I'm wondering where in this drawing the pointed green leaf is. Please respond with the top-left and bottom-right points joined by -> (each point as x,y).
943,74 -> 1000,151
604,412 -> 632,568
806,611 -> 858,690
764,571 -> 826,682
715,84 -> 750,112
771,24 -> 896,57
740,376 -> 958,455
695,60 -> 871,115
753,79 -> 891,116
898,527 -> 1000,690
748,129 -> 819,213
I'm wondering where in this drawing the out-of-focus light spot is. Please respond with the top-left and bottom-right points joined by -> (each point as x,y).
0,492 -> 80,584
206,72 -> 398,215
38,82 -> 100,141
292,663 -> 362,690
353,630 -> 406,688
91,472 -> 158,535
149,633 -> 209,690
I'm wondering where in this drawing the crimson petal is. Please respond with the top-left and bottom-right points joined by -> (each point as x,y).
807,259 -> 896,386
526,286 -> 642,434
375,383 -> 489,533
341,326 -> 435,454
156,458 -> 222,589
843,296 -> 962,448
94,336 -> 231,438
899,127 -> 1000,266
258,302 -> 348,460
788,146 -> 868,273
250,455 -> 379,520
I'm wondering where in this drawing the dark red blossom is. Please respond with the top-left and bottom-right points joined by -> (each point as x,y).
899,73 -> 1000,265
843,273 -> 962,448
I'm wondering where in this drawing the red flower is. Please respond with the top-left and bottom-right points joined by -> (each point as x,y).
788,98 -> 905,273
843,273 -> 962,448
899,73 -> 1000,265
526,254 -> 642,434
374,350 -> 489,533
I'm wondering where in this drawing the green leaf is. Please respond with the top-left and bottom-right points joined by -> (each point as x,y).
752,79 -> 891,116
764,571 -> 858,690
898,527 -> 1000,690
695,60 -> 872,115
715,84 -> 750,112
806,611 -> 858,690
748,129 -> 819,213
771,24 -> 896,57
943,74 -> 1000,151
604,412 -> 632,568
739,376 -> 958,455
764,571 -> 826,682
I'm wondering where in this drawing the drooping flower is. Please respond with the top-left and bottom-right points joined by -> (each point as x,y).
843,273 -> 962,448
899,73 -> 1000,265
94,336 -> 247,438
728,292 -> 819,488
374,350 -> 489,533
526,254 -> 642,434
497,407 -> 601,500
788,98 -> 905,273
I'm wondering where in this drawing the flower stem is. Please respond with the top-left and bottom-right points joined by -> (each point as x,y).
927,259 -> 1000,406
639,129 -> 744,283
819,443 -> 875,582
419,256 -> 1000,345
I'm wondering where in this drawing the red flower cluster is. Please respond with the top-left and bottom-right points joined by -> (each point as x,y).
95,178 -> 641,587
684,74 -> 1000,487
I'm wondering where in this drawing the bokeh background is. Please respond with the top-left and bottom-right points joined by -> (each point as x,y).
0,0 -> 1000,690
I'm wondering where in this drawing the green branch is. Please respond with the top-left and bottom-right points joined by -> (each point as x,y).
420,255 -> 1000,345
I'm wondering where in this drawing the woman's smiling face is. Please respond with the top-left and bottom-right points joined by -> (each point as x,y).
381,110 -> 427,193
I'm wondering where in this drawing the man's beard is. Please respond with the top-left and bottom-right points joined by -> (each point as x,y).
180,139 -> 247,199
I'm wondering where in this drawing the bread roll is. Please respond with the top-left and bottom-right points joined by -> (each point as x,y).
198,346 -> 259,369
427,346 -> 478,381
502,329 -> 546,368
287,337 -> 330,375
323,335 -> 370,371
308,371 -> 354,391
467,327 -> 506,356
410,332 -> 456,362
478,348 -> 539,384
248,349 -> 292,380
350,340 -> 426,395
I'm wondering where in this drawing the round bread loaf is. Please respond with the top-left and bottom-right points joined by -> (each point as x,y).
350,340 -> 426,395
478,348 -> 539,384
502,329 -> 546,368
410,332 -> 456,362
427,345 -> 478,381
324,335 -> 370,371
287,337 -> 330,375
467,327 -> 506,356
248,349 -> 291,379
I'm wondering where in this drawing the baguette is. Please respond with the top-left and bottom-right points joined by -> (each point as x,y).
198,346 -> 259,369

● ● ●

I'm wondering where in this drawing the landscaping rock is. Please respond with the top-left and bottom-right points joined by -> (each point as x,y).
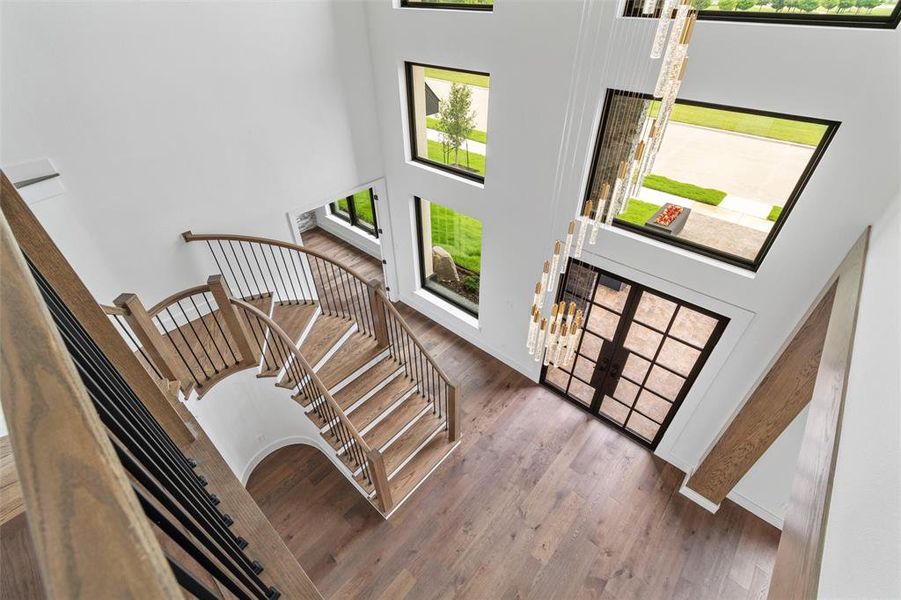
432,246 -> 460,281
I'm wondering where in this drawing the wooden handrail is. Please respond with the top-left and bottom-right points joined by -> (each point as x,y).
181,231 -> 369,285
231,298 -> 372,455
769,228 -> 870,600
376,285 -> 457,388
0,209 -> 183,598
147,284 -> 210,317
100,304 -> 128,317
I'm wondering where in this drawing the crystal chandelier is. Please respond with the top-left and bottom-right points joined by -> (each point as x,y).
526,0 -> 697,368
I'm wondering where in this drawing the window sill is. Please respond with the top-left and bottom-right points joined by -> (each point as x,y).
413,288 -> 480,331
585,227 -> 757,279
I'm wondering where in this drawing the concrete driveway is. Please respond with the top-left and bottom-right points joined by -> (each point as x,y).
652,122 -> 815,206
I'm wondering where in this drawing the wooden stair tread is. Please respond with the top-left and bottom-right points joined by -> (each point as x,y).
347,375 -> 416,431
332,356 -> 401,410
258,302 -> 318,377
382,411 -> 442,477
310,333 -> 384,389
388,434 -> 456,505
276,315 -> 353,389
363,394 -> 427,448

● ● ●

Directions —
Rewrite the rows as a JSON list of strings, one string per line and no blank lines. Begin at the line that contains "I'm wondering where in this drawing the wooden handrail" and stop after the line that contains "363,394 -> 427,448".

The result —
[
  "I'm wondering where in this drawing the wooden handrail is. Please respond with the top-left and bottom-right points joined by -> (each point as x,y).",
  "181,231 -> 369,285",
  "231,298 -> 372,455",
  "769,228 -> 870,600",
  "376,285 -> 457,388",
  "0,209 -> 183,598",
  "147,284 -> 210,317",
  "100,304 -> 128,317",
  "I'm wondering where in this drawing the crystal chandelier is. Please respond with the top-left and bottom-right points joined by -> (each point as x,y).",
  "526,0 -> 697,368",
  "I'm wondering where in this drawing the window sill is. Please respond with the top-left and bottom-right points joined by -> (each point as x,y).",
  "413,288 -> 480,331",
  "585,227 -> 757,279",
  "I'm wondering where in this drawing the concrete driveway is. Please respond with the top-left and bottom-right points joined by -> (each point as x,y).",
  "652,122 -> 815,206",
  "I'm wondering where in this drawing the wooden stair tread is. Please respond with the top-left and bottom-right points joined by -> (each point as x,y).",
  "347,375 -> 416,431",
  "332,356 -> 401,410",
  "258,302 -> 318,377",
  "382,411 -> 442,477",
  "310,333 -> 384,389",
  "388,434 -> 456,505",
  "276,315 -> 353,389",
  "363,394 -> 427,448"
]